Listing ->
☆ ☆ ☆ ☆
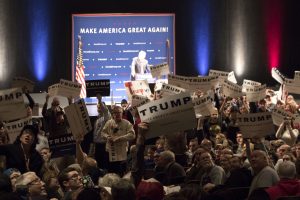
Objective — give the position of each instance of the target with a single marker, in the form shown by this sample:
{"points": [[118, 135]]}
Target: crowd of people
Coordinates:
{"points": [[209, 161]]}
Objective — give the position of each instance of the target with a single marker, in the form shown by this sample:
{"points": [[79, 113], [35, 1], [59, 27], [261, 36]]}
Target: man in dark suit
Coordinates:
{"points": [[139, 65]]}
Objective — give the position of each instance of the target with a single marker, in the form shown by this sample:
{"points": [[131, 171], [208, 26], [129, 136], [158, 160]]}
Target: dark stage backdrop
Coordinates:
{"points": [[248, 37]]}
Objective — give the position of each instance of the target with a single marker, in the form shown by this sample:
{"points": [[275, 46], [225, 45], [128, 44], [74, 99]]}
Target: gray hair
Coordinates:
{"points": [[287, 169], [168, 156]]}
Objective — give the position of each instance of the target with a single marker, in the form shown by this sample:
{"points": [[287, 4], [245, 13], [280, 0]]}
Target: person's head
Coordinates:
{"points": [[60, 117], [45, 153], [297, 150], [142, 55], [258, 160], [28, 136], [193, 145], [13, 174], [4, 138], [123, 189], [108, 180], [88, 164], [124, 104], [197, 154], [235, 162], [29, 110], [156, 157], [69, 179], [150, 152], [220, 137], [289, 157], [206, 144], [35, 186], [206, 161], [160, 143], [50, 179], [287, 170], [214, 116], [117, 113], [165, 158], [55, 102], [239, 138], [283, 149]]}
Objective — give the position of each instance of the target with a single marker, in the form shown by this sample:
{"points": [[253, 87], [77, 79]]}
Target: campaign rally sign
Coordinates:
{"points": [[137, 101], [78, 118], [256, 124], [160, 70], [12, 105], [255, 93], [279, 77], [14, 128], [65, 88], [62, 145], [140, 87], [230, 89], [278, 116], [168, 89], [203, 106], [292, 86], [94, 87], [222, 75], [169, 114]]}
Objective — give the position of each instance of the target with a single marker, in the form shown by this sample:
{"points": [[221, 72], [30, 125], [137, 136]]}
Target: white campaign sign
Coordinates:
{"points": [[223, 75], [14, 128], [65, 88], [277, 75], [137, 101], [167, 90], [256, 124], [193, 84], [137, 88], [255, 93], [230, 89], [12, 105], [160, 70], [21, 82], [78, 118], [203, 106], [169, 114], [279, 114], [292, 86], [250, 83]]}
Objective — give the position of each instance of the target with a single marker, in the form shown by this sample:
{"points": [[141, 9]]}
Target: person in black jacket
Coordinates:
{"points": [[22, 154]]}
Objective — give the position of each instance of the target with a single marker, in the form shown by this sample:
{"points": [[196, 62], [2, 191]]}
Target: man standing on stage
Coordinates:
{"points": [[118, 132]]}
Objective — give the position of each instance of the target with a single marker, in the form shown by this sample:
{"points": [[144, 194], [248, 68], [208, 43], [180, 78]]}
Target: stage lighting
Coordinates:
{"points": [[38, 15]]}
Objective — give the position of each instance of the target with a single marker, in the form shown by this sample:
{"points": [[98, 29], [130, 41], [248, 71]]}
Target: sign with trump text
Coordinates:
{"points": [[169, 114]]}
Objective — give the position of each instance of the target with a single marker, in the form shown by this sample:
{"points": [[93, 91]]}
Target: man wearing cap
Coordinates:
{"points": [[126, 113], [117, 132]]}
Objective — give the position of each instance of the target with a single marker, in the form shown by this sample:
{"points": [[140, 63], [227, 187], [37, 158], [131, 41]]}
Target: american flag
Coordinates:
{"points": [[80, 69]]}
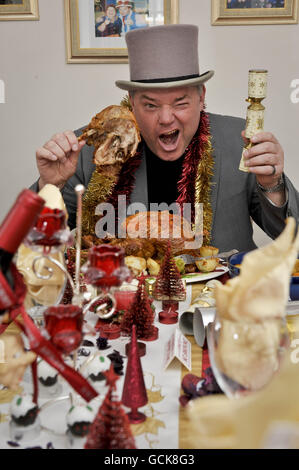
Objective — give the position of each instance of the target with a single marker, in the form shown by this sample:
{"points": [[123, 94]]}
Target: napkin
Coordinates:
{"points": [[219, 423], [40, 291], [249, 308]]}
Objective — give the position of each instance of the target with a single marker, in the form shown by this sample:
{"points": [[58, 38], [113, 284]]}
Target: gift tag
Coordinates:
{"points": [[177, 347]]}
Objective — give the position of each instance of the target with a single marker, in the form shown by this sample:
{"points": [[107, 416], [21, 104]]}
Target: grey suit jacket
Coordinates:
{"points": [[235, 197]]}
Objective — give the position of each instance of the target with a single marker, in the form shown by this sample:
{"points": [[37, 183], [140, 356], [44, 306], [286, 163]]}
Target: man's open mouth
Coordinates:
{"points": [[169, 138]]}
☆ ☆ ☆ ☆
Directions -> Write out the full listing verbatim, excluding its pictures.

Answer to this problem ->
Objective — give the position of each instance of the target with a single marker, in the form shown by this sample:
{"points": [[118, 135]]}
Target: crowd of people
Coordinates:
{"points": [[209, 161]]}
Objective — give the position of each instance of the target with a single marker, in the form shown by this sample:
{"points": [[79, 113], [35, 1], [59, 27], [261, 36]]}
Target: man in dark suit
Coordinates:
{"points": [[139, 65]]}
Objective — give the position of each instance of the target with a single marker, in the form shown by this sample:
{"points": [[131, 171], [208, 26], [129, 136], [158, 160]]}
Target: dark stage backdrop
Coordinates:
{"points": [[248, 37]]}
Objective — give the position of each instance of the target with a single marker, in the form shown by this sample:
{"points": [[275, 46], [225, 45], [128, 44], [74, 99]]}
Target: gray hair
Coordinates:
{"points": [[287, 169], [168, 156]]}
Objective — give the position of each instance of the target with a single marker, in the form shown by this sample:
{"points": [[287, 4], [245, 13], [280, 0]]}
Target: person's head
Coordinates:
{"points": [[60, 117], [45, 153], [297, 150], [142, 55], [258, 160], [28, 136], [193, 145], [13, 174], [4, 138], [123, 189], [108, 180], [88, 164], [124, 104], [197, 154], [235, 162], [29, 110], [156, 157], [69, 179], [150, 152], [220, 137], [289, 157], [206, 144], [35, 186], [206, 161], [160, 143], [50, 179], [287, 170], [214, 116], [117, 113], [165, 158], [55, 102], [239, 138], [283, 149]]}
Objective — give the position of each instance of the target with a single marker, in the form shown by this sample:
{"points": [[253, 87], [77, 79]]}
Target: campaign rally sign
Coordinates:
{"points": [[137, 101], [78, 118], [256, 124], [160, 70], [12, 105], [255, 93], [279, 77], [14, 128], [65, 88], [62, 145], [140, 87], [230, 89], [278, 116], [168, 89], [203, 106], [292, 86], [94, 87], [222, 75], [169, 114]]}
Objective — give the position of each instance of the target with a single marker, in the form shown by this sample:
{"points": [[221, 72], [30, 125], [137, 136]]}
Target: white campaign sign
Coordinates:
{"points": [[223, 75], [14, 128], [65, 88], [277, 75], [137, 101], [167, 90], [256, 124], [193, 84], [137, 88], [255, 93], [230, 89], [12, 105], [160, 70], [21, 82], [78, 118], [203, 106], [169, 114], [279, 114], [292, 86], [250, 83]]}
Objective — give the position of each instance of the target with a single marker, in the form shown by this sample:
{"points": [[141, 9]]}
Target: person in black jacket
Coordinates:
{"points": [[22, 154]]}
Objective — give the position of each instance of the target with a single marker, in the form shown by this sample:
{"points": [[196, 62], [2, 191]]}
Target: man standing on stage
Coordinates:
{"points": [[118, 132]]}
Objective — give the position of each instance of the target with a single marker, in the form shown by this sample:
{"points": [[144, 194], [248, 68], [208, 43], [180, 78]]}
Target: stage lighting
Coordinates:
{"points": [[38, 15]]}
Objective — give the position of each instance of the target with a single marker, in the form shown by this sample:
{"points": [[98, 29], [130, 41], [248, 71]]}
Target: sign with trump text
Coordinates:
{"points": [[169, 114]]}
Objective — give the position of each instance of the target with a single marker, in the form shown by this sample:
{"points": [[93, 91]]}
Target: man wearing cap
Coordinates:
{"points": [[126, 113], [117, 132]]}
Objective — give the position of each instance of the target with a single marker, in the form shown by this sample:
{"points": [[140, 63], [227, 187], [37, 158], [131, 41]]}
Target: american flag
Coordinates:
{"points": [[80, 69]]}
Objective — give the position of each instance of the target with a single marker, in the form shown by this sample:
{"points": [[123, 94]]}
Target: napkin
Coordinates:
{"points": [[219, 423], [40, 291], [249, 308]]}
Objective — give the position of each instance of the target with a single marker, in the form shown by this sample:
{"points": [[58, 38], [113, 284]]}
Target: gift tag
Coordinates:
{"points": [[177, 347]]}
Objective — give the position of each instance of the target with a single marker, in the form shown by this sample:
{"points": [[107, 416], [21, 104]]}
Target: grey suit jacket
Coordinates:
{"points": [[235, 197]]}
Objective — give the position of each instance of the target with a single marker, in the form shown by this sample:
{"points": [[37, 183], [140, 356], [44, 306], [286, 163]]}
Target: man's open mouth
Coordinates:
{"points": [[169, 138]]}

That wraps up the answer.